## [RECORDS FOR THIS EXERCISE]

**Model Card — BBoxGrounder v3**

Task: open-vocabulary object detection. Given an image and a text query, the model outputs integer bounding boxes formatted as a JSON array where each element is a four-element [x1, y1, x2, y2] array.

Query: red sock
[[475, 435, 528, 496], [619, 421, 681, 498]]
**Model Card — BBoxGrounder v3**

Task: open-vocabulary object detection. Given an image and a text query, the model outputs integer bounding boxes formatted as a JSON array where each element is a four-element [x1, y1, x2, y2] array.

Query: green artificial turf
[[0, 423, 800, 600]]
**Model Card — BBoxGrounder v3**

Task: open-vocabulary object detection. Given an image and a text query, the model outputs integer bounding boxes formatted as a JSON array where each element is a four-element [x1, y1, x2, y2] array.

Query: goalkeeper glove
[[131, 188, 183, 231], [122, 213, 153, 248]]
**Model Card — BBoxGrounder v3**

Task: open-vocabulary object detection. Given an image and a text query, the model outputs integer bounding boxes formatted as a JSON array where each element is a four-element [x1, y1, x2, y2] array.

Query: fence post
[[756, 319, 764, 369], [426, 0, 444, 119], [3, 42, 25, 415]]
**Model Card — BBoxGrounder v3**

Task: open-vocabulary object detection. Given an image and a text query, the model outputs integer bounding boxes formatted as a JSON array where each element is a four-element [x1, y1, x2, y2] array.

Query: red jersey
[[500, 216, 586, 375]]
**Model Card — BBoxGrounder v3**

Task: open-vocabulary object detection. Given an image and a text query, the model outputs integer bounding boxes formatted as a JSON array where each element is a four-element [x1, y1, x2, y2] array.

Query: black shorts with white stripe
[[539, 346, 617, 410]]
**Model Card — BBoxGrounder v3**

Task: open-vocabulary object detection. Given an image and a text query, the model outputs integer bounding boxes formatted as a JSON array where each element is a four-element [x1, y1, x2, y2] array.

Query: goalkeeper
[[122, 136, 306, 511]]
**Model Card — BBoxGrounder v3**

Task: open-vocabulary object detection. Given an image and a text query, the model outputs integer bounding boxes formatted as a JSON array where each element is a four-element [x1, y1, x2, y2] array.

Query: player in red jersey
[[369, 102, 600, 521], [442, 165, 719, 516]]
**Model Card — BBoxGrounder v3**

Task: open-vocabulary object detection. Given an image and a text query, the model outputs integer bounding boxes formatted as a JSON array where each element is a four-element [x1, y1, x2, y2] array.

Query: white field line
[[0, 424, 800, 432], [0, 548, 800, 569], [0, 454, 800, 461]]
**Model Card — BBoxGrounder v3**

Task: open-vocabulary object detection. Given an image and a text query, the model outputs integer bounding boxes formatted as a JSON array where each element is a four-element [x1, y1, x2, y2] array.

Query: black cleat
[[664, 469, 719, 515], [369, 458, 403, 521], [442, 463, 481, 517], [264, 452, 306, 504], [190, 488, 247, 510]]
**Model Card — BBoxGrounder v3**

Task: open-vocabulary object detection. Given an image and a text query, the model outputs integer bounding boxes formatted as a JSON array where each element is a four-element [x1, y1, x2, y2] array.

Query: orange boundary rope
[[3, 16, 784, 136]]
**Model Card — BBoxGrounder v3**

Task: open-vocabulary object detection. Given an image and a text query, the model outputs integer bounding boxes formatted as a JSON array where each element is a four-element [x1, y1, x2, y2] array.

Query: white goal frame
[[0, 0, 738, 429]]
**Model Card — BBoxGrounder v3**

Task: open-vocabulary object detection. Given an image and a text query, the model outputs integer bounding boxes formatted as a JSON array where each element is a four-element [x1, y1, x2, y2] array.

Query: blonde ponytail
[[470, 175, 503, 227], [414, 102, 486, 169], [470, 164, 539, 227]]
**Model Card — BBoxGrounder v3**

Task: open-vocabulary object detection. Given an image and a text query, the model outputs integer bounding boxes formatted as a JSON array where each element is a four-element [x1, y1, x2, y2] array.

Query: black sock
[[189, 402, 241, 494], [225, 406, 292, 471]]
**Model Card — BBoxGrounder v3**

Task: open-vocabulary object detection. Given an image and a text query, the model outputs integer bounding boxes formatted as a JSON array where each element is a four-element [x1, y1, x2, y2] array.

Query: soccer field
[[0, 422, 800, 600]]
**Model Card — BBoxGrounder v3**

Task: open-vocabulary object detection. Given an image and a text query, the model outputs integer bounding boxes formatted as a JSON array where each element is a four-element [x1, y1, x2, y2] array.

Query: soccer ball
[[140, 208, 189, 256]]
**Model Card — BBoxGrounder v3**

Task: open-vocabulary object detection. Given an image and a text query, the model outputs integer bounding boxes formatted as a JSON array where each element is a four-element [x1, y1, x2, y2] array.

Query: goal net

## [GOAL OF THE EXERCISE]
Copy out all of the records above with "open-vocabulary" changed to "zero-shot" wherever it occurs. Leave every other part as it stands.

## [EXERCISE ANSWER]
**Model Card — BBoxGrounder v3**

Task: zero-shot object detection. Given an image and a text query, the model outputs integer bounding boxes formatted as a JSON array where each element is a four-element [x1, y1, x2, y2] array.

Query: red sock
[[475, 435, 528, 496], [619, 421, 681, 498]]
**Model Card — BBoxGrounder v3**

Task: zero-shot object detection. Given an image and a text query, the model outputs integer bounding boxes formatted as a JSON array where each element is a four-element [x1, y1, x2, y2] array.

Query: green artificial turf
[[0, 423, 800, 600]]
**Model Card — BBoxGrounder v3**

Task: zero-shot object detection. Given an image and a text query, the model outputs integer bounding boxes formatted as a JSON array where each element is a four-element [x1, y1, x2, y2] array.

Query: goalkeeper glove
[[131, 188, 183, 231], [122, 213, 153, 248]]
**Model Card — BBoxGrounder v3**

Task: zero-shot object detection. Given an image and a text query, the model outputs integer bounding boxes formatted as a JSON array where each element is a four-element [x1, y1, x2, y2] array.

Query: fence post
[[756, 319, 764, 369], [426, 0, 444, 119], [3, 42, 25, 415]]
**Model Card — BBoxGrounder v3**

Task: zero-shot object detection. Given an image and a text query, the model outputs integer bounding boxes formatted as a JSON array where each element is a four-element [x1, y1, x2, y2] array.

Query: red jersey
[[500, 216, 586, 375]]
**Model Card — BBoxGrounder v3**

Task: zero-shot object detection. Given an image and a text query, the model outputs integer bounding boxes formatted as a JSON array where each element is a four-element [x1, y1, x2, y2] array.

Query: black shorts with white stripe
[[539, 346, 617, 410]]
**Model Card — BBoxGrounder v3**

Task: zero-shot object detection. Given an image and a text query, the model outputs integer bounding boxes formatted as a JSON array where each element is a four-element [x1, y1, x2, y2] array.

Query: goalkeeper
[[122, 136, 306, 511]]
**Model Card — BBoxGrounder v3**

Task: zero-shot object detection. Given an image and a text query, the model outputs integer bounding boxes formatted as a JSON array where each element is a four-element [x1, y1, x2, y2] array.

Query: player in red jersey
[[369, 102, 600, 521], [442, 165, 719, 516]]
**Model Card — BBoxGrounder v3**

Task: zero-shot object detection. Given an image and a text query, the model outputs integer bounding boxes formatted as a JSON array where each element is a four-element [x1, y1, x2, y2] array.

Query: white field line
[[0, 424, 800, 432], [0, 548, 800, 569], [0, 454, 800, 461]]
**Model Card — BBoxGrounder v3**

Task: zero-shot object detection. Given an image and a text query, the model outputs integer bounding boxes formatted as a JSON array where each element is a four-element [x1, y1, x2, y2] array.

Query: black cleat
[[664, 469, 719, 515], [369, 458, 403, 521], [442, 463, 481, 517], [264, 452, 306, 504], [190, 488, 247, 510]]
**Model Card — BBoxGrounder v3**

Task: zero-shot object detection. Given an image and a text query, the model outputs integer bounding boxes formatted as a JSON array where each element is a four-element [x1, y1, x2, y2] array.

Query: orange boundary rope
[[3, 16, 784, 136]]
**Model Card — BBoxGrounder v3**

Task: zero-shot object detection. Given an image and a text query, the model outputs integer bounding boxes formatted as a JSON array where each element is a four-element [x1, y1, x2, y2] array.

Query: white goal frame
[[0, 0, 738, 429]]
**Model Card — BBoxGrounder v3**

Task: zero-shot object detection. Given an image and a text query, the model outputs integer bounding boxes formatted as a JSON array where each element is a four-element [x1, y1, x2, y2] array.

Query: blonde ponytail
[[470, 175, 503, 227], [414, 102, 486, 169], [470, 164, 539, 227]]
**Model Card — BBoxGrounder v3**

Task: zero-shot object detection. Given an image and a text query, the model outputs integer bounding boxes formatted as a JSON array where each element is a four-element [x1, y1, x2, y2] array.

Query: black sock
[[189, 402, 241, 494], [225, 406, 292, 471]]
**Model Card — BBoxGrounder v3**

Task: zero-shot object detection. Given an image and a text query, the model outputs integer bounding boxes formatted as a JSON array where each element is a four-element [x1, y1, x2, y2] array.

Query: soccer field
[[0, 422, 800, 600]]
**Model Card — BBoxGrounder v3**

Task: zero-shot object detection. Given an image and a text query, the model outputs integer bounding boxes formatted as a JSON array where each element is a four-element [x1, y1, x2, y2] array.

Query: soccer ball
[[140, 208, 189, 256]]
**Model Card — BBoxGrounder v3**

Task: zero-shot object detection. Given an image and a text query, the model outputs integer bounding boxes formatted as a JSON array where each element is a four-element [x1, y1, x2, y2] array.

Query: goal net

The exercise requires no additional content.